- ACTION ITEM:
Which lines in the data below contain the word "windshield"? Pull each of them out.

Data items:
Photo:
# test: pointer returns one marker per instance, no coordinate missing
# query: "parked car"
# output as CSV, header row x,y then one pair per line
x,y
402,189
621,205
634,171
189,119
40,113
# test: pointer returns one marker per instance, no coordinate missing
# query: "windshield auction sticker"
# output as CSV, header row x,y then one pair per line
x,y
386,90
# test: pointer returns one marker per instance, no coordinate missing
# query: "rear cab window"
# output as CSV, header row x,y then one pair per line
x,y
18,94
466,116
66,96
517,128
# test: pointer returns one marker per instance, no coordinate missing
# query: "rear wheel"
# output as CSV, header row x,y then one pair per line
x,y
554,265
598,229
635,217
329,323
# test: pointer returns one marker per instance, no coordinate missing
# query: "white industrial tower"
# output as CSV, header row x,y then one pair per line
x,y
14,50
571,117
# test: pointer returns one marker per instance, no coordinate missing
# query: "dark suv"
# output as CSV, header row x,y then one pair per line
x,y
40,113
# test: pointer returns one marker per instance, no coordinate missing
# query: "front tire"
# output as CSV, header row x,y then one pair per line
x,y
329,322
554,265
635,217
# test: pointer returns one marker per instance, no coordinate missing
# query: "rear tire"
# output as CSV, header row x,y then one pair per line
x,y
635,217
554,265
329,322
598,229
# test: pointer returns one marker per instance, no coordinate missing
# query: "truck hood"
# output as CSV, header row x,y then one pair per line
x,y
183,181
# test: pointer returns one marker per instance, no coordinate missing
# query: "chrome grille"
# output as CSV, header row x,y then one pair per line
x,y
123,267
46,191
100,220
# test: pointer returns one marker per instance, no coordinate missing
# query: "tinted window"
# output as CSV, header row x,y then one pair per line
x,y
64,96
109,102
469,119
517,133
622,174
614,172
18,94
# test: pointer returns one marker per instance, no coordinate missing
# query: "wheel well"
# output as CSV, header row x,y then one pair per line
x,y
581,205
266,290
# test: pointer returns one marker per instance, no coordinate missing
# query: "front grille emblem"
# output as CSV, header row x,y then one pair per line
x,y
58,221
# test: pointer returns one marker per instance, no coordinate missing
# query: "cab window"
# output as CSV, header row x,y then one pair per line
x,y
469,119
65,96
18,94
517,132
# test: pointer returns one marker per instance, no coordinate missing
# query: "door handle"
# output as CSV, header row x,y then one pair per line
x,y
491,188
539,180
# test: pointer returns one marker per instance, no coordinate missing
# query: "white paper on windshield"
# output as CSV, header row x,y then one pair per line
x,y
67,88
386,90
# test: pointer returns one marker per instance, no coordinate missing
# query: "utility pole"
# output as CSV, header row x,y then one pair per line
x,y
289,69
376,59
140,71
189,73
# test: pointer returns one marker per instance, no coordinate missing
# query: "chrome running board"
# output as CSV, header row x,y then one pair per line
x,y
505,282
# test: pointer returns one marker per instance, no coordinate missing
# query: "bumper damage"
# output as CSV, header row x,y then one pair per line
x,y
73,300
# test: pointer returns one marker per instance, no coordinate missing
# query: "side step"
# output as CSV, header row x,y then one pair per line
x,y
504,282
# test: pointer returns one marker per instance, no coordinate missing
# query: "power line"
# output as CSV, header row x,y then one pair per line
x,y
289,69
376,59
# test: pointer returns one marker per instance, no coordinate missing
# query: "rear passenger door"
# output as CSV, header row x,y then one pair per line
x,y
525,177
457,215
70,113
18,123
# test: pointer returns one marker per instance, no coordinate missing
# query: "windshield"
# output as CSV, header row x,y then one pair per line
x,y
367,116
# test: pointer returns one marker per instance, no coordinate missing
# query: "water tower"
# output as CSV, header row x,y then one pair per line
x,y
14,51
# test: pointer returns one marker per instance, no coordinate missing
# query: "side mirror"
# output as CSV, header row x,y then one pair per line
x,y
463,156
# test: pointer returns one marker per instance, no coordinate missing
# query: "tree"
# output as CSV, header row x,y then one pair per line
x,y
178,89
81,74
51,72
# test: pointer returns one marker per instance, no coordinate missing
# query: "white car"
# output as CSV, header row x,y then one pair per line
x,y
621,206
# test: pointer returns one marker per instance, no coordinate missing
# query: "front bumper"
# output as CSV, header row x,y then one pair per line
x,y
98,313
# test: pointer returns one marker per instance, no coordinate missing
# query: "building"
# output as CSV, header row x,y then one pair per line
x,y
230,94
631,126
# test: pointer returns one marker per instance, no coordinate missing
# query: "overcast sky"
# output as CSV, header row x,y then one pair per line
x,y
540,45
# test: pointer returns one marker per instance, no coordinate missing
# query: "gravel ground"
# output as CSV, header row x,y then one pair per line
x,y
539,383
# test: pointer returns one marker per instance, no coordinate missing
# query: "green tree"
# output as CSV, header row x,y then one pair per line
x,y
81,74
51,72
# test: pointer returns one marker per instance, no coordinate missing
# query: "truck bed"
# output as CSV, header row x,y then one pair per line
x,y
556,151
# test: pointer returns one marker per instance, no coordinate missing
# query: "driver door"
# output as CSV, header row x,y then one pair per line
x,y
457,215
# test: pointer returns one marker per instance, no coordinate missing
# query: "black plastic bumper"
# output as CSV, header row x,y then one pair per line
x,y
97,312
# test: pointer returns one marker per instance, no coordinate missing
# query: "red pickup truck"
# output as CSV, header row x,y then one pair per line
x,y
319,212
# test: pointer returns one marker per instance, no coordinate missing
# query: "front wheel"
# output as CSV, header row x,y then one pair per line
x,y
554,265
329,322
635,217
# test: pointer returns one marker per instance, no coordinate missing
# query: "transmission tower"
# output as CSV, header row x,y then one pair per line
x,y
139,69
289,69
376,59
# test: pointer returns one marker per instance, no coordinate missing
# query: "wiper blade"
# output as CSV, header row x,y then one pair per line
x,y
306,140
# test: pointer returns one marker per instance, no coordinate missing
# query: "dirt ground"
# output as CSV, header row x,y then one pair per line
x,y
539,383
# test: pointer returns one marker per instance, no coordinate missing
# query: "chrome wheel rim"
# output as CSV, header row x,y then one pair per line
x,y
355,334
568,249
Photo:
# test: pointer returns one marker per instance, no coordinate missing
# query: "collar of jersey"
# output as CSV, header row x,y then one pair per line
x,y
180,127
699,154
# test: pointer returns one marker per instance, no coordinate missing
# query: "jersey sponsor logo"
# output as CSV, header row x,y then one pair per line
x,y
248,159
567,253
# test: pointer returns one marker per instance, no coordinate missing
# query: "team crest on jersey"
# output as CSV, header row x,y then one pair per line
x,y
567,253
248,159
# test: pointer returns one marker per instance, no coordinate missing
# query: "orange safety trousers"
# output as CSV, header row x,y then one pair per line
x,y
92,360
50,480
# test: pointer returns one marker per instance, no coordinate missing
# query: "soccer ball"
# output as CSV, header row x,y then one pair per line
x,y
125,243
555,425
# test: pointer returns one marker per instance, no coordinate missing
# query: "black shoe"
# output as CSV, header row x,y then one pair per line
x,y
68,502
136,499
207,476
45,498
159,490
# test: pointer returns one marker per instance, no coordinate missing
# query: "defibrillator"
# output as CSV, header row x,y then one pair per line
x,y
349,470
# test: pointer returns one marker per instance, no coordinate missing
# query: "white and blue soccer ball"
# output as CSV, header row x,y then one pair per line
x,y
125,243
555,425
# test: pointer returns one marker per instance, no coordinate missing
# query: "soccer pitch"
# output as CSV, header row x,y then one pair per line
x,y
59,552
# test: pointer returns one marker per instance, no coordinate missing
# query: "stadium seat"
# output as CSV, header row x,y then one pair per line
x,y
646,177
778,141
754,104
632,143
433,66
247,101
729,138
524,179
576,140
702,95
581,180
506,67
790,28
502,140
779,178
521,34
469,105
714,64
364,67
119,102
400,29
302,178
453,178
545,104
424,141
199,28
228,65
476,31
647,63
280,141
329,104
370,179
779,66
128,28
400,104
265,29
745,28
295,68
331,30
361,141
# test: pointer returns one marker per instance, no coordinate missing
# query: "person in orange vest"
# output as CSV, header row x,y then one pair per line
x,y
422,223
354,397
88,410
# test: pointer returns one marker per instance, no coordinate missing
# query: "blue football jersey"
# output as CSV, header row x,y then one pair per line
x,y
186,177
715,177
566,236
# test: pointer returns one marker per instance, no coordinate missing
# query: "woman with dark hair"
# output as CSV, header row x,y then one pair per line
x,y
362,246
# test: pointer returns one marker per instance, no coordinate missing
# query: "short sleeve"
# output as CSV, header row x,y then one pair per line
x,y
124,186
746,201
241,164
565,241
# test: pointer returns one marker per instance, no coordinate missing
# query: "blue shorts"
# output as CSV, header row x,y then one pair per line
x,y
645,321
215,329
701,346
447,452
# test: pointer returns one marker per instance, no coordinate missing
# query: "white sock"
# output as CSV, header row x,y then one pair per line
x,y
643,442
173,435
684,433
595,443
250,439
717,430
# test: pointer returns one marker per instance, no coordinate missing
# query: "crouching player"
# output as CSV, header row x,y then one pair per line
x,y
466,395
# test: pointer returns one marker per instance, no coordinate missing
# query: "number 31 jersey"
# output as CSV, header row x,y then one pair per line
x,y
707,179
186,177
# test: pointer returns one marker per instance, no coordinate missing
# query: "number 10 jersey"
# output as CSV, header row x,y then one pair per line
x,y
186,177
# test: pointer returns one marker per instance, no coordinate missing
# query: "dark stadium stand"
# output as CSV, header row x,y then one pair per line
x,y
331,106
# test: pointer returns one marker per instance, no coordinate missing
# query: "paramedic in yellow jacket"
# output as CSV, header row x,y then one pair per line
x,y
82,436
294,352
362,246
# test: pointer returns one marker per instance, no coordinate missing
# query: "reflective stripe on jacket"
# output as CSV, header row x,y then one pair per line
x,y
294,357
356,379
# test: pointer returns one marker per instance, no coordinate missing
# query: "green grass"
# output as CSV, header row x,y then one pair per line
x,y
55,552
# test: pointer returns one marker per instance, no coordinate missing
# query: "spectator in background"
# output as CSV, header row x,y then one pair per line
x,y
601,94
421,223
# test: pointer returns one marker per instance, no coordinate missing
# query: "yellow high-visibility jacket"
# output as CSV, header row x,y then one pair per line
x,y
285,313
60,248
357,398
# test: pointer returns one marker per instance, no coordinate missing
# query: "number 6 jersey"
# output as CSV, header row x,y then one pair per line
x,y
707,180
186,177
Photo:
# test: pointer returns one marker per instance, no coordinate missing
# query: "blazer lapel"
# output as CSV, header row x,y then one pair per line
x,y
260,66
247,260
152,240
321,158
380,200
--
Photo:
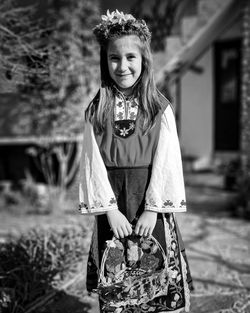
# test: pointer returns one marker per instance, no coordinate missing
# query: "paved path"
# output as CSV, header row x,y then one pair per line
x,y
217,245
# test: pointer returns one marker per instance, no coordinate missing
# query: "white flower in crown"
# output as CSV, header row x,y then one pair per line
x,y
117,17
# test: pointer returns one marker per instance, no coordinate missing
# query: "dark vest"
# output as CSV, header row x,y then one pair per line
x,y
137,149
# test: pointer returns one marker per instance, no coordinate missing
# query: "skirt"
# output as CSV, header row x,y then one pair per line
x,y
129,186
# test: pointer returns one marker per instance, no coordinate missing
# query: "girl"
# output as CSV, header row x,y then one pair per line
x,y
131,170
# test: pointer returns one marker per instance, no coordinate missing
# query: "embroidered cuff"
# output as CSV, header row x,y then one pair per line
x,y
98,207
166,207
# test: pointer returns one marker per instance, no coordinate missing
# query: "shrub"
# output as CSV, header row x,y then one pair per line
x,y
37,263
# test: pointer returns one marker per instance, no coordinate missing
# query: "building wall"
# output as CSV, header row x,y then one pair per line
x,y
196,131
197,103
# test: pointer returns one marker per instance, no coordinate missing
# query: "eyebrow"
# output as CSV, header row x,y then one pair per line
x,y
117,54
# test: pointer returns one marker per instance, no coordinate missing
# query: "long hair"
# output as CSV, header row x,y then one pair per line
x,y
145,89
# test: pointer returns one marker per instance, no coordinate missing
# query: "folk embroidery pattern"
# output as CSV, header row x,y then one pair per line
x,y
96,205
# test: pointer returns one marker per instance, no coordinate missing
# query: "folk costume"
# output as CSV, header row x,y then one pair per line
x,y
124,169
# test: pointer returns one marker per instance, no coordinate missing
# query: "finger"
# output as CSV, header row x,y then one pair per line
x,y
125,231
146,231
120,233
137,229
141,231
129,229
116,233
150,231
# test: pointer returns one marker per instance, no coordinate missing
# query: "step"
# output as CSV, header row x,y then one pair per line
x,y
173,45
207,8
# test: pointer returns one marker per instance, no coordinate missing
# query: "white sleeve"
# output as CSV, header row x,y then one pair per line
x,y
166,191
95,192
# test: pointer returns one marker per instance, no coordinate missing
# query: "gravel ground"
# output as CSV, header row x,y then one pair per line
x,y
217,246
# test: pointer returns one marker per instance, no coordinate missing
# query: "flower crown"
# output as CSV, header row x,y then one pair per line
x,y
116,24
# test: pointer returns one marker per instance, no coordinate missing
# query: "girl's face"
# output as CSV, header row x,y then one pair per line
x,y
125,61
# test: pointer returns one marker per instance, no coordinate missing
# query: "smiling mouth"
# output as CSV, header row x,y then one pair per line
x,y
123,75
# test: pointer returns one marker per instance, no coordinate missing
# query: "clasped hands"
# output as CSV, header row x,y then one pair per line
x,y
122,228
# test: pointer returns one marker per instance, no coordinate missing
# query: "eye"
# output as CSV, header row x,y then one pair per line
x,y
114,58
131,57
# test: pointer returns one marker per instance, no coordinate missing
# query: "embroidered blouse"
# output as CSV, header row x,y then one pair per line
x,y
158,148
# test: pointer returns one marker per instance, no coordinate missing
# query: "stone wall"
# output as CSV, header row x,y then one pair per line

- ANSWER BOX:
# query: "windshield auction sticker"
# query: "white paper on windshield"
# query: "windshield"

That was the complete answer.